WHAT IS REQUIRED - Scan the entries below. Return every line that includes "query".

TASK MATERIAL -
***
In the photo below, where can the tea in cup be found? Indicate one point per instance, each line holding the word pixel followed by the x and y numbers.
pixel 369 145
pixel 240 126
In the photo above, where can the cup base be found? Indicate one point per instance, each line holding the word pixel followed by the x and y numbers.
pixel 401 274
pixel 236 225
***
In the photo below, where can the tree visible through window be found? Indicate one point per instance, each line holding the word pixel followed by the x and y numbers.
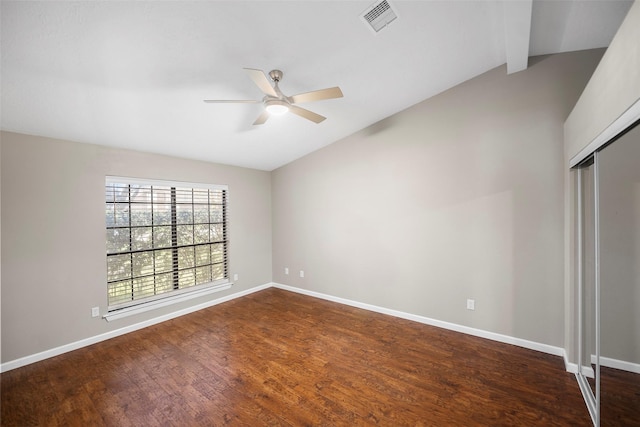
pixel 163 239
***
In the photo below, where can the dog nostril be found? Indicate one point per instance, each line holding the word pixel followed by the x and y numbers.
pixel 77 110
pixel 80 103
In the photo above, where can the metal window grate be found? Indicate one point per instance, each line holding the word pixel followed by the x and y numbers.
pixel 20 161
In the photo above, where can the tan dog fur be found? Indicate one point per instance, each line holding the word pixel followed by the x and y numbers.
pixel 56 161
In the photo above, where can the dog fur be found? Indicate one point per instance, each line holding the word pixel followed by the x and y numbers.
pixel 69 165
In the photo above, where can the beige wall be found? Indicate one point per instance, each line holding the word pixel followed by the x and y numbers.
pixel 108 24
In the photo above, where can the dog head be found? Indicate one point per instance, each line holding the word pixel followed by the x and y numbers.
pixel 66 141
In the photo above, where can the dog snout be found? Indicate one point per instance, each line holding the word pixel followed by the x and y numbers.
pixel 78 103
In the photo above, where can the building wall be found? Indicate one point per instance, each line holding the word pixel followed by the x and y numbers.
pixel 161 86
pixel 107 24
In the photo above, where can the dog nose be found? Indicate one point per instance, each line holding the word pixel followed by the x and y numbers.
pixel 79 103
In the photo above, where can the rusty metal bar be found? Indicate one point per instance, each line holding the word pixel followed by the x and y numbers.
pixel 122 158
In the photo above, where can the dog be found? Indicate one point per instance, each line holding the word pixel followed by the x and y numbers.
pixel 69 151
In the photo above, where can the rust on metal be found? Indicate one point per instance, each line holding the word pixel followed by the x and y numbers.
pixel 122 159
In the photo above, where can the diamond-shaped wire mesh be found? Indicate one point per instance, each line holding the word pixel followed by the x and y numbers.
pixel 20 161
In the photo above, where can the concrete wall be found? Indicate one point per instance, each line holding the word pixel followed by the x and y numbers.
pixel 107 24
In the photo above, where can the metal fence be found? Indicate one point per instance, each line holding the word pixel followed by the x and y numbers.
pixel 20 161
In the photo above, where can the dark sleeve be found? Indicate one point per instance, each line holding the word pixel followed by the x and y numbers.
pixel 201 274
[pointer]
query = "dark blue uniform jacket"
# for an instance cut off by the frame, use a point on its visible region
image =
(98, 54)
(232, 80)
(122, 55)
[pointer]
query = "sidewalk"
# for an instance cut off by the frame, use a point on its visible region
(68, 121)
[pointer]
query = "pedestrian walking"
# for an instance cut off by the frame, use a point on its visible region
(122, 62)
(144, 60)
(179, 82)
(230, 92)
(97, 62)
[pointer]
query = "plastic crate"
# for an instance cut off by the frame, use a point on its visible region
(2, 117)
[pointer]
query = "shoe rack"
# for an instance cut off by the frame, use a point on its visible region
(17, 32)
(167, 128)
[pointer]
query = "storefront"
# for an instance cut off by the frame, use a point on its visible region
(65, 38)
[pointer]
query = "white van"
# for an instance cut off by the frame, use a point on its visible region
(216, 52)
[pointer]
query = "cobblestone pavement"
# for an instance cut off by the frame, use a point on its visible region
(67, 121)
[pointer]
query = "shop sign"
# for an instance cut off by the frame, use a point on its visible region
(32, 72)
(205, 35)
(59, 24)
***
RESULT FOR THIS TASK -
query = "dark blue uniform jacket"
query = "sidewalk"
query = "pedestrian walking"
query = "plastic crate"
query = "shoe rack"
query = "storefront"
query = "white van"
query = "cobblestone pavement"
query = "shop sign"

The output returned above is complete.